## begin
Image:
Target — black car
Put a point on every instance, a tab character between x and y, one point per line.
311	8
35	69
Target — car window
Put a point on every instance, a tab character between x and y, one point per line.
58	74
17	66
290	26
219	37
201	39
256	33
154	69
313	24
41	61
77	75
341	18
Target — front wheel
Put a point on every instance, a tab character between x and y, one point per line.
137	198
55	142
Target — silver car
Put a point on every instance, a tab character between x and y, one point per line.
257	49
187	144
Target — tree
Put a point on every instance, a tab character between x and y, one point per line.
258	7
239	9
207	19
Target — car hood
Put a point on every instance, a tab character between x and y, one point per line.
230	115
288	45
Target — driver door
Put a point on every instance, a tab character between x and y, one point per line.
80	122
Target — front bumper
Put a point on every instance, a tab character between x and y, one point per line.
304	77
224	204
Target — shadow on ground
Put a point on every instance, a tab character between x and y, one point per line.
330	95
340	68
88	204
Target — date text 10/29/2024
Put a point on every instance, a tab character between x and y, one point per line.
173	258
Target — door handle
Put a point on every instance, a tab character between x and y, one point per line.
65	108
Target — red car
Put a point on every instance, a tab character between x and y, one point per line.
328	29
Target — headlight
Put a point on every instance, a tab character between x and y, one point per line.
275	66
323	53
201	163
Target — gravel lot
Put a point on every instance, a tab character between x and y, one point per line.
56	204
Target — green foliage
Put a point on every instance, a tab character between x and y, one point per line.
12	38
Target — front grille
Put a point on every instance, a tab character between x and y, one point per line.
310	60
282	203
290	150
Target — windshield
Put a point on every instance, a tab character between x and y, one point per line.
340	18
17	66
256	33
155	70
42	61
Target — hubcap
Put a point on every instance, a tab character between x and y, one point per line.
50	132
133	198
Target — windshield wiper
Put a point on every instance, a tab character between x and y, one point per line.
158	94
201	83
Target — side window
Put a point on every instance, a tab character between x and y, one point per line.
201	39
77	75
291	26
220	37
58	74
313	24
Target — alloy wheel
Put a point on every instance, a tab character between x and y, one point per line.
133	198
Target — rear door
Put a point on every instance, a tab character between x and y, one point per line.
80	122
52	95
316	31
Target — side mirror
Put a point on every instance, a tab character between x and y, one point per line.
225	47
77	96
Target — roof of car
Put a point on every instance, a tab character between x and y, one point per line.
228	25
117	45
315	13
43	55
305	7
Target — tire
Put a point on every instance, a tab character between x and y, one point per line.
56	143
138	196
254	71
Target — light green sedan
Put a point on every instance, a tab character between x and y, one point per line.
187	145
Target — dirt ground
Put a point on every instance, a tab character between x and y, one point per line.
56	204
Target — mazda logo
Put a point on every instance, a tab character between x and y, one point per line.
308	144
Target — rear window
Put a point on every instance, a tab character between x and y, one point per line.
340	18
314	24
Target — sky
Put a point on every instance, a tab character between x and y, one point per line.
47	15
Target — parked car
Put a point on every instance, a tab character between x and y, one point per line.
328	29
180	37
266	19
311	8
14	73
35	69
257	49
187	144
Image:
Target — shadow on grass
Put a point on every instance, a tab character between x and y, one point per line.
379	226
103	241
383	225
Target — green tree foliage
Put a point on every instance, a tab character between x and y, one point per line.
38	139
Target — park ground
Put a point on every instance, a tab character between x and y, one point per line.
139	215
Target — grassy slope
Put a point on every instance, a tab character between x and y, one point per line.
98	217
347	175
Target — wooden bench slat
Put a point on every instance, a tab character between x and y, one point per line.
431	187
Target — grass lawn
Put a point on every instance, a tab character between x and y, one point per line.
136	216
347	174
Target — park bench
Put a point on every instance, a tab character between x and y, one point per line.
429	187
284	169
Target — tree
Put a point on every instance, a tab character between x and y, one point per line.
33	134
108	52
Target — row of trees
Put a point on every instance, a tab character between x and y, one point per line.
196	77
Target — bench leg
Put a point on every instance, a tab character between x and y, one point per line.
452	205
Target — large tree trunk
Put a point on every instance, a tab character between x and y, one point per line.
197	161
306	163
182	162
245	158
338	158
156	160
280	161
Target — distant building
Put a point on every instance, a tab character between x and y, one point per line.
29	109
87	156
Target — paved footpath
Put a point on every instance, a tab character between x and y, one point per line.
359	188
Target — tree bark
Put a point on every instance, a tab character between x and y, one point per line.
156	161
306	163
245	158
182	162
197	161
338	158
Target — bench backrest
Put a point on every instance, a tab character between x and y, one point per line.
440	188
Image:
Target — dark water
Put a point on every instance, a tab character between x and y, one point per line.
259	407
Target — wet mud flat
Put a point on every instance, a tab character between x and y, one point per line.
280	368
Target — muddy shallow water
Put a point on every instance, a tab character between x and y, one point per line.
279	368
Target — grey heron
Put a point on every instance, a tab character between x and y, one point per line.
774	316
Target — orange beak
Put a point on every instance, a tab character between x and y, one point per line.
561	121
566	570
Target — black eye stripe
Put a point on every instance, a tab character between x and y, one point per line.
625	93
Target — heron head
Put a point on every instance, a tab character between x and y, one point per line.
## end
• **Short exercise**: Recopy the entries above exactly, with every line included.

• **Solution**:
Image:
Target — black car
Put a point on every instance, a tab character between x and y, one point per line.
311	8
35	69
Target — car window
Put a point on every instance, a tab character between x and y, one point per line.
58	74
17	66
290	26
219	37
201	39
256	33
154	69
313	24
41	61
77	75
341	18
Target — front wheel
Put a point on every instance, a tab character between x and y, one point per line.
137	198
55	142
Target — silver car
Put a point on every instance, a tab character between x and y, one point per line.
257	49
187	144
Target — tree
Put a point on every instance, a tab character between x and y, one point per line.
258	7
239	9
207	19
Target — car hood
Put a point on every instance, a tab character between x and y, one point per line.
230	115
288	45
Target — driver door
Put a point on every instance, a tab character between x and y, one point per line.
80	122
Target — front bumper
Put a point on every instance, a tab character between x and y, one point per line.
304	77
224	204
Target — shadow on ground
Put a point on every instance, a tab character between x and y, one point per line.
330	95
340	68
88	204
Target — date text 10/29/2024
Put a point on every instance, a tab character between x and y, one point per line.
173	258
Target — door handle
Put a point on every instance, a tab character between x and y, one point per line.
65	108
Target — red car
Put a point on every instance, a tab character between x and y, one point per line.
328	29
Target — headlight
Put a point on every instance, a tab character between x and y, one point per line.
275	66
323	53
201	163
Target — gravel lot
Put a point on every instance, a tab character between x and y, one point per line.
56	204
Target — green foliage
Put a point on every instance, a tab character between x and y, one point per line.
12	38
Target — front grille
Put a point on every instance, a tab character between x and y, one point per line.
310	60
282	203
290	150
Target — windshield
Put a point on every instance, a tab character between x and y, one point per line.
340	18
17	66
256	33
155	70
42	61
Target — hubcap
Put a point on every instance, a tab character between x and y, one point per line.
50	132
133	198
Target — windshield wiper
Put a point on every instance, a tab character between x and y, one point per line.
158	94
201	83
Target — side window
Put a point on every instance, a tab character between x and y, one point per line.
201	39
77	75
291	26
220	37
58	74
313	24
Target — alloy wheel
Put a point on every instance, a tab character between x and y, one point per line.
133	198
Target — rear door
Put a point on every instance, a tab character between x and y, one point per line.
80	122
52	95
316	31
Target — side mirror
Put a point on every instance, a tab character between x and y, one point per line.
225	47
77	96
Target — roof of car
Put a point on every instance, a tab character between x and y, one point per line.
228	25
117	45
315	13
43	55
305	7
Target — tire
Put a point on every instance, a tab character between x and y, one point per line.
56	143
138	196
254	71
Target — light green sedan
Put a point on every instance, a tab character between x and y, one point per line.
187	145
Target — dirt ground
Put a point on every instance, a tab character between x and y, one point per line.
56	204
Target — mazda logo
Put a point on every instance, a tab character between x and y, one point per line.
308	144
Target — rear window
Put a point on every instance, a tab character between x and y, one point per line.
340	18
314	24
Target — sky
Put a point on every instance, a tab character between x and y, one point per line.
47	15
Target — parked car
Put a point on every instance, a tab character between x and y, one point per line.
328	29
180	37
266	19
311	8
14	73
35	69
257	49
187	144
Image:
Target — shadow on grass
Put a point on every instance, a tab character between x and y, one point per line.
379	226
103	241
383	225
Target — green tree foliage
Put a point on every instance, a tab character between x and y, one point per line.
38	139
Target — park ground
Put a point on every instance, a tab character between x and y, one point per line.
139	215
Target — grassy slope
Put a point on every instance, a tab character between x and y, one point per line.
98	217
347	175
Target — wooden bench slat
Put a point on every instance, a tab character between x and y, one point per line.
431	187
Target — grass lawn
Put a point on every instance, a tab character between x and y, one point per line.
136	216
347	174
Target — park bench
Put a point on every instance, a tab character between x and y, one point per line.
429	187
284	169
Target — tree
Put a point on every instance, a tab character between x and y, one point per line.
33	134
108	52
Target — row of trees
Put a point on every instance, a tab character between x and y, one point per line.
196	77
Target — bench leg
Put a point on every instance, a tab character between x and y, one point per line.
452	205
Target — large tree trunk
Put a point on every instance, a tab character between x and y, one point per line.
197	161
306	163
182	162
245	158
338	158
156	160
280	161
Target — distant building
Put a point on every instance, a tab character between x and y, one point per line.
29	109
87	156
Target — paved footpath
Put a point on every instance, a tab character between x and y, one point per line.
359	188
Target — tree bark
Put a point on every instance, a tab character between x and y, one point per line.
156	161
306	163
245	158
182	162
197	161
338	158
Target — bench backrest
Put a point on every instance, a tab character between x and y, one point per line.
440	188
Image:
Target — dark water
Put a point on every instance, a tab character between x and y, one point per line.
259	407
Target — wet mud flat
Put a point on every instance, a tab character between x and y, one point per line.
280	368
Target — muddy shallow water
Put a point on every instance, a tab character between x and y, one point per line.
279	368
Target — grey heron
Put a point on every instance, a tab character between x and y, one point per line.
774	316
Target — orange beak
Put a point on every instance, a tab character between x and y, one point per line.
561	121
566	570
Target — black eye stripe
Put a point on every instance, a tab character between x and y, one point per line.
625	93
Target — heron head
Put a point on every instance, a tab character between x and y, one point per line.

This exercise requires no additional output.